• _To do_: Output an exact reproduction of the data.
**** Task material
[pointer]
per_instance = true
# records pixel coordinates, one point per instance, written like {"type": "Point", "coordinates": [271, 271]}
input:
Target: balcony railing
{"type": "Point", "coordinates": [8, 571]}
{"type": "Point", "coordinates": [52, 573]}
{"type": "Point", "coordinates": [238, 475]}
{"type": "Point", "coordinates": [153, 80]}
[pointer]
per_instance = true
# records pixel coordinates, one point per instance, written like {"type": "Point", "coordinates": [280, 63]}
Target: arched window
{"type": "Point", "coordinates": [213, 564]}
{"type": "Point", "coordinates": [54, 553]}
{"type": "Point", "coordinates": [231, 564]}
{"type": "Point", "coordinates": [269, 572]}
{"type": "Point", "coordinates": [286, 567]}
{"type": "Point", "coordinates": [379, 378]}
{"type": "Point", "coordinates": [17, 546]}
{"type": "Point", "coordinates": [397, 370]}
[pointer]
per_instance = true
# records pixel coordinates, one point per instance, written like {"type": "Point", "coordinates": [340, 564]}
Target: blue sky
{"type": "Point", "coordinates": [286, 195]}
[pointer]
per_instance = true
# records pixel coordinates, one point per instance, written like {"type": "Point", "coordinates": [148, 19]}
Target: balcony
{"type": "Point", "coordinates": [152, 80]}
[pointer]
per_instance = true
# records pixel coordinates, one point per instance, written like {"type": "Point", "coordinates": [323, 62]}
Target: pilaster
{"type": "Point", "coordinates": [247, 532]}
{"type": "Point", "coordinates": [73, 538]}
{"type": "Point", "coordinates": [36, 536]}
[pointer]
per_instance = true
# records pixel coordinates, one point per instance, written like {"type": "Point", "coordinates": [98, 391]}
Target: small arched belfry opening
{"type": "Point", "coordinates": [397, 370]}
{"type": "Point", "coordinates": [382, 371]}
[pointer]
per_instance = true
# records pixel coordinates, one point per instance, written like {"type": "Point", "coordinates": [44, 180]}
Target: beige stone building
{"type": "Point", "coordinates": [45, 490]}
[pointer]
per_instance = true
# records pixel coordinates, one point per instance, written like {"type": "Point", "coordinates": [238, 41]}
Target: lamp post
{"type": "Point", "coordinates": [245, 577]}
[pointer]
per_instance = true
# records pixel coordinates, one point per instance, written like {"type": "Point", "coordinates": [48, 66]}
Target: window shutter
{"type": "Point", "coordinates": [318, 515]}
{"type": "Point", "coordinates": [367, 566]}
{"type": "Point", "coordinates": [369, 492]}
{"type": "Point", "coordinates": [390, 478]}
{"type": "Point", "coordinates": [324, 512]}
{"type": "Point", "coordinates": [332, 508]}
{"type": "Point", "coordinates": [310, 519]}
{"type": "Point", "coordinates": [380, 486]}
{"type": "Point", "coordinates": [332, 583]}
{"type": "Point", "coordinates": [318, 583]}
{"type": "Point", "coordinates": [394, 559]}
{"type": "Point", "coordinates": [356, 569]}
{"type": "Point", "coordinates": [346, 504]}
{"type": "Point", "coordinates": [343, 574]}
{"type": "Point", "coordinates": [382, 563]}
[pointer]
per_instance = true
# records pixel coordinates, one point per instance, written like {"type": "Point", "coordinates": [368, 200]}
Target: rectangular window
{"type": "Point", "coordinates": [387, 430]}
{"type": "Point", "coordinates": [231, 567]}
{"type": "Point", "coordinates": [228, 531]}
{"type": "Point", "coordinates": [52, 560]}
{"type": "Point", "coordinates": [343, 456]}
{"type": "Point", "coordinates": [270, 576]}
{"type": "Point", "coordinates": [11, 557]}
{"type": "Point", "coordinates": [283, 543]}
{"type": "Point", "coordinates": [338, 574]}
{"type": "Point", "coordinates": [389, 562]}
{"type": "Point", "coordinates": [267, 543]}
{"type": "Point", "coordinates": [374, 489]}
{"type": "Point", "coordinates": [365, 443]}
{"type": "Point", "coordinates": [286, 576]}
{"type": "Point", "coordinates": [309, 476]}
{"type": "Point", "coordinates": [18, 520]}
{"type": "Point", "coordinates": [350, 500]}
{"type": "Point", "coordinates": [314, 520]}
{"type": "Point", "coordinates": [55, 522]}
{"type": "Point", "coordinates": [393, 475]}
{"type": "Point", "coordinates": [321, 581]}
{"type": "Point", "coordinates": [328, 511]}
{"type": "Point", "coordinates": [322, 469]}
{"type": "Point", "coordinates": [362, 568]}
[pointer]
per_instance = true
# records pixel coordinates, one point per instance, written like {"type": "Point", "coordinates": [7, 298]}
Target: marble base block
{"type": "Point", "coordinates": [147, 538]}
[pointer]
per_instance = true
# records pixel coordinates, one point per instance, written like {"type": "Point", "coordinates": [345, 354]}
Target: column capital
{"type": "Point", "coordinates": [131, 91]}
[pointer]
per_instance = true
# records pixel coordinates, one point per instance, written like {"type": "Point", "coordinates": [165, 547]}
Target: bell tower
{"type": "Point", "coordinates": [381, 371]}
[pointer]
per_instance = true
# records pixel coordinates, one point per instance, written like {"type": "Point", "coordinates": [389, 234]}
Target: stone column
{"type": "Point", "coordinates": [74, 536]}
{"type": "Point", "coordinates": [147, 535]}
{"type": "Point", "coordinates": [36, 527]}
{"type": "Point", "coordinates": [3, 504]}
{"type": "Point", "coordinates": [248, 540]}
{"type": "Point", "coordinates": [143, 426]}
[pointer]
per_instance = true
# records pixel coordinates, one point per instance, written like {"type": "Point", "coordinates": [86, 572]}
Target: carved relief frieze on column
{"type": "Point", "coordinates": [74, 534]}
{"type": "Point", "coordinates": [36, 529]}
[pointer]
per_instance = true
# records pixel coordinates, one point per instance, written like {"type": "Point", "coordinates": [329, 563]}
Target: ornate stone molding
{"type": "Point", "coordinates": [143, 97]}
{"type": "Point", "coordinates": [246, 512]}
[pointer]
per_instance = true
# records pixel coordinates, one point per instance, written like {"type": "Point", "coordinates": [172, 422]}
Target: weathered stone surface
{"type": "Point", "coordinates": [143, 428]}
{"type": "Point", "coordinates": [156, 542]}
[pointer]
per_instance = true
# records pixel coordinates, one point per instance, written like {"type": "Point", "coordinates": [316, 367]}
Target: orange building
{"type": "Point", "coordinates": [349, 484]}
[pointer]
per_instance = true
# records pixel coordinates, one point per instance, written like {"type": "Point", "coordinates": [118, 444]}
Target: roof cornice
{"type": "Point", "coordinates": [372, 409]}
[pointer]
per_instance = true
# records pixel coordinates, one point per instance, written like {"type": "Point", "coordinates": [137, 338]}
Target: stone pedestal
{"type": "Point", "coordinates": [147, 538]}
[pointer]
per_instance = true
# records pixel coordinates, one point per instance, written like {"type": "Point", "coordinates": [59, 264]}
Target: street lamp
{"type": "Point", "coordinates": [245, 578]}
********
• _Correct output_:
[pointer]
per_instance = true
# records pixel coordinates, one point per instance, written like {"type": "Point", "coordinates": [271, 271]}
input:
Target: balcony railing
{"type": "Point", "coordinates": [8, 571]}
{"type": "Point", "coordinates": [52, 573]}
{"type": "Point", "coordinates": [238, 475]}
{"type": "Point", "coordinates": [153, 80]}
[pointer]
per_instance = true
# records pixel coordinates, one point per instance, written like {"type": "Point", "coordinates": [280, 63]}
Target: arched window
{"type": "Point", "coordinates": [213, 564]}
{"type": "Point", "coordinates": [54, 553]}
{"type": "Point", "coordinates": [231, 564]}
{"type": "Point", "coordinates": [269, 572]}
{"type": "Point", "coordinates": [286, 567]}
{"type": "Point", "coordinates": [379, 378]}
{"type": "Point", "coordinates": [17, 546]}
{"type": "Point", "coordinates": [397, 370]}
[pointer]
per_instance = true
# records pixel coordinates, one point per instance, written like {"type": "Point", "coordinates": [340, 564]}
Target: blue sky
{"type": "Point", "coordinates": [286, 195]}
[pointer]
per_instance = true
# records pixel coordinates, one point per instance, written like {"type": "Point", "coordinates": [148, 19]}
Target: balcony
{"type": "Point", "coordinates": [152, 80]}
[pointer]
per_instance = true
# records pixel coordinates, one point per instance, written like {"type": "Point", "coordinates": [323, 62]}
Target: pilaster
{"type": "Point", "coordinates": [247, 532]}
{"type": "Point", "coordinates": [73, 538]}
{"type": "Point", "coordinates": [36, 536]}
[pointer]
per_instance = true
# records pixel coordinates, one point per instance, written like {"type": "Point", "coordinates": [98, 391]}
Target: small arched belfry opening
{"type": "Point", "coordinates": [397, 370]}
{"type": "Point", "coordinates": [382, 371]}
[pointer]
per_instance = true
# records pixel coordinates, one point per instance, written like {"type": "Point", "coordinates": [44, 180]}
Target: beige stone building
{"type": "Point", "coordinates": [45, 490]}
[pointer]
per_instance = true
# records pixel coordinates, one point per instance, written like {"type": "Point", "coordinates": [238, 41]}
Target: lamp post
{"type": "Point", "coordinates": [245, 577]}
[pointer]
per_instance = true
# records pixel coordinates, one point per instance, written like {"type": "Point", "coordinates": [48, 66]}
Target: window shutter
{"type": "Point", "coordinates": [318, 515]}
{"type": "Point", "coordinates": [367, 566]}
{"type": "Point", "coordinates": [369, 492]}
{"type": "Point", "coordinates": [390, 478]}
{"type": "Point", "coordinates": [324, 512]}
{"type": "Point", "coordinates": [332, 508]}
{"type": "Point", "coordinates": [310, 519]}
{"type": "Point", "coordinates": [380, 486]}
{"type": "Point", "coordinates": [332, 583]}
{"type": "Point", "coordinates": [318, 583]}
{"type": "Point", "coordinates": [394, 559]}
{"type": "Point", "coordinates": [356, 569]}
{"type": "Point", "coordinates": [346, 504]}
{"type": "Point", "coordinates": [343, 574]}
{"type": "Point", "coordinates": [382, 563]}
[pointer]
per_instance = true
# records pixel coordinates, one point per instance, written like {"type": "Point", "coordinates": [368, 200]}
Target: rectangular window
{"type": "Point", "coordinates": [387, 430]}
{"type": "Point", "coordinates": [231, 567]}
{"type": "Point", "coordinates": [228, 531]}
{"type": "Point", "coordinates": [52, 560]}
{"type": "Point", "coordinates": [343, 456]}
{"type": "Point", "coordinates": [270, 576]}
{"type": "Point", "coordinates": [11, 557]}
{"type": "Point", "coordinates": [283, 543]}
{"type": "Point", "coordinates": [338, 574]}
{"type": "Point", "coordinates": [389, 562]}
{"type": "Point", "coordinates": [267, 543]}
{"type": "Point", "coordinates": [374, 489]}
{"type": "Point", "coordinates": [365, 443]}
{"type": "Point", "coordinates": [286, 576]}
{"type": "Point", "coordinates": [309, 476]}
{"type": "Point", "coordinates": [18, 520]}
{"type": "Point", "coordinates": [350, 500]}
{"type": "Point", "coordinates": [314, 520]}
{"type": "Point", "coordinates": [55, 522]}
{"type": "Point", "coordinates": [393, 475]}
{"type": "Point", "coordinates": [321, 581]}
{"type": "Point", "coordinates": [328, 511]}
{"type": "Point", "coordinates": [322, 469]}
{"type": "Point", "coordinates": [362, 568]}
[pointer]
per_instance = true
# records pixel coordinates, one point per instance, written like {"type": "Point", "coordinates": [7, 298]}
Target: marble base block
{"type": "Point", "coordinates": [147, 538]}
[pointer]
per_instance = true
# records pixel coordinates, one point per instance, written like {"type": "Point", "coordinates": [345, 354]}
Target: column capital
{"type": "Point", "coordinates": [131, 91]}
[pointer]
per_instance = true
# records pixel coordinates, one point per instance, written like {"type": "Point", "coordinates": [165, 547]}
Target: bell tower
{"type": "Point", "coordinates": [381, 371]}
[pointer]
per_instance = true
# records pixel coordinates, one point per instance, written like {"type": "Point", "coordinates": [389, 234]}
Target: stone column
{"type": "Point", "coordinates": [74, 536]}
{"type": "Point", "coordinates": [147, 535]}
{"type": "Point", "coordinates": [36, 527]}
{"type": "Point", "coordinates": [3, 504]}
{"type": "Point", "coordinates": [248, 540]}
{"type": "Point", "coordinates": [143, 426]}
[pointer]
per_instance = true
# records pixel coordinates, one point per instance, written like {"type": "Point", "coordinates": [86, 572]}
Target: carved relief frieze on column
{"type": "Point", "coordinates": [74, 534]}
{"type": "Point", "coordinates": [36, 529]}
[pointer]
per_instance = true
# records pixel coordinates, one point per instance, written like {"type": "Point", "coordinates": [329, 563]}
Target: ornate stone molding
{"type": "Point", "coordinates": [143, 97]}
{"type": "Point", "coordinates": [246, 512]}
[pointer]
per_instance = true
# records pixel coordinates, one point per instance, written like {"type": "Point", "coordinates": [172, 422]}
Target: weathered stone surface
{"type": "Point", "coordinates": [143, 428]}
{"type": "Point", "coordinates": [156, 542]}
[pointer]
per_instance = true
# records pixel coordinates, one point per instance, written like {"type": "Point", "coordinates": [316, 367]}
Target: orange building
{"type": "Point", "coordinates": [349, 484]}
[pointer]
per_instance = true
# records pixel coordinates, one point per instance, written like {"type": "Point", "coordinates": [118, 444]}
Target: roof cornice
{"type": "Point", "coordinates": [372, 409]}
[pointer]
per_instance = true
# records pixel coordinates, one point per instance, written like {"type": "Point", "coordinates": [137, 338]}
Target: stone pedestal
{"type": "Point", "coordinates": [147, 538]}
[pointer]
per_instance = true
# records pixel coordinates, one point per instance, written like {"type": "Point", "coordinates": [59, 264]}
Target: street lamp
{"type": "Point", "coordinates": [245, 578]}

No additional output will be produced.